Written tasks:
(1) From the NFS patch below, return the passage between "Currently we do" and "been queued up.", inclusive, copied character for character.
(2) According to the NFS patch below, why was a deadlock possible in the old write coalescing? Answer in one to three sentences.
(3) Decide whether each statement agrees with the NFS patch below. Answer yes or no for each, and quote the deciding words from the patch.
(a) The old write coalescing made only a single pass over the pages.
(b) The deadlock arose because I/O was started only on the second pass.
(c) A user signal during nfs_sync_mapping_wait() is described as harmless.

NFS: Fix a race when doing NFS write coalescing

Currently we do write coalescing in a very inefficient manner: one pass in
generic_writepages() in order to lock the pages for writing, then one pass
in nfs_flush_mapping() and/or nfs_sync_mapping_wait() in order to gather
the locked pages for coalescing into RPC requests of size "wsize".

In fact, it turns out there is actually a deadlock possible here since we
only start I/O on the second pass. If the user signals the process while
we're in nfs_sync_mapping_wait(), for instance, then we may exit before
starting I/O on all the requests that have been queued up.

Signed-off-by: Trond Myklebust <Trond.Myklebust@netapp.com>
diff --git a/fs/nfs/write.c b/fs/nfs/write.c
index b674996..6ce2d94 100644
--- a/fs/nfs/write.c
+++ b/fs/nfs/write.c
@@ -38,7 +38,8 @@
 static struct nfs_page * nfs_update_request(struct nfs_open_context*,
 					    struct page *,
 					    unsigned int, unsigned int);
-static long nfs_flush_mapping(struct address_space *mapping, struct writeback_control *wbc, int how);
+static void nfs_pageio_init_write(struct nfs_pageio_descriptor *desc,
+				  struct inode *inode, int ioflags);
 static const struct rpc_call_ops nfs_write_partial_ops;
 static const struct rpc_call_ops nfs_write_full_ops;
 static const struct rpc_call_ops nfs_commit_ops;
@@ -201,7 +202,7 @@
 static int wb_priority(struct writeback_control *wbc)
 {
 	if (wbc->for_reclaim)
-		return FLUSH_HIGHPRI;
+		return FLUSH_HIGHPRI | FLUSH_STABLE;
 	if (wbc->for_kupdate)
 		return FLUSH_LOWPRI;
 	return 0;
@@ -251,7 +252,8 @@
  * was not tagged.
  * May also return an error if the user signalled nfs_wait_on_request().
  */
-static int nfs_page_mark_flush(struct page *page)
+static int nfs_page_async_flush(struct nfs_pageio_descriptor *pgio,
+				struct page *page)
 {
 	struct nfs_page *req;
 	struct nfs_inode *nfsi = NFS_I(page->mapping->host);
@@ -273,6 +275,8 @@
 		 *	 request as dirty (in which case we don't care).

Raw data:
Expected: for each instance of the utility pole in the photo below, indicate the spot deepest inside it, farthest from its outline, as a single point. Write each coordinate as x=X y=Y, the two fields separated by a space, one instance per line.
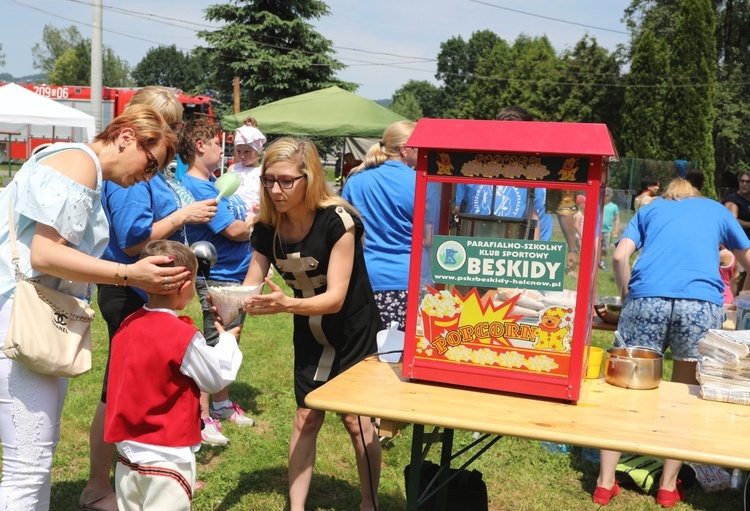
x=96 y=65
x=236 y=94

Solutions to the exercise:
(1)
Currently we do write coalescing in a very inefficient manner: one pass in
generic_writepages() in order to lock the pages for writing, then one pass
in nfs_flush_mapping() and/or nfs_sync_mapping_wait() in order to gather
the locked pages for coalescing into RPC requests of size "wsize".

In fact, it turns out there is actually a deadlock possible here since we
only start I/O on the second pass. If the user signals the process while
we're in nfs_sync_mapping_wait(), for instance, then we may exit before
starting I/O on all the requests that have been queued up.

(2) A deadlock was possible because I/O was started only on the second pass. If the user signaled the process during that pass, for instance while in nfs_sync_mapping_wait(), the code could exit before starting I/O on all the requests already queued up.

(3)
(a) No: "one pass in generic_writepages() in order to lock the pages for writing, then one pass in nfs_flush_mapping() and/or nfs_sync_mapping_wait()"
(b) Yes: "there is actually a deadlock possible here since we only start I/O on the second pass"
(c) No: "we may exit before starting I/O on all the requests that have been queued up"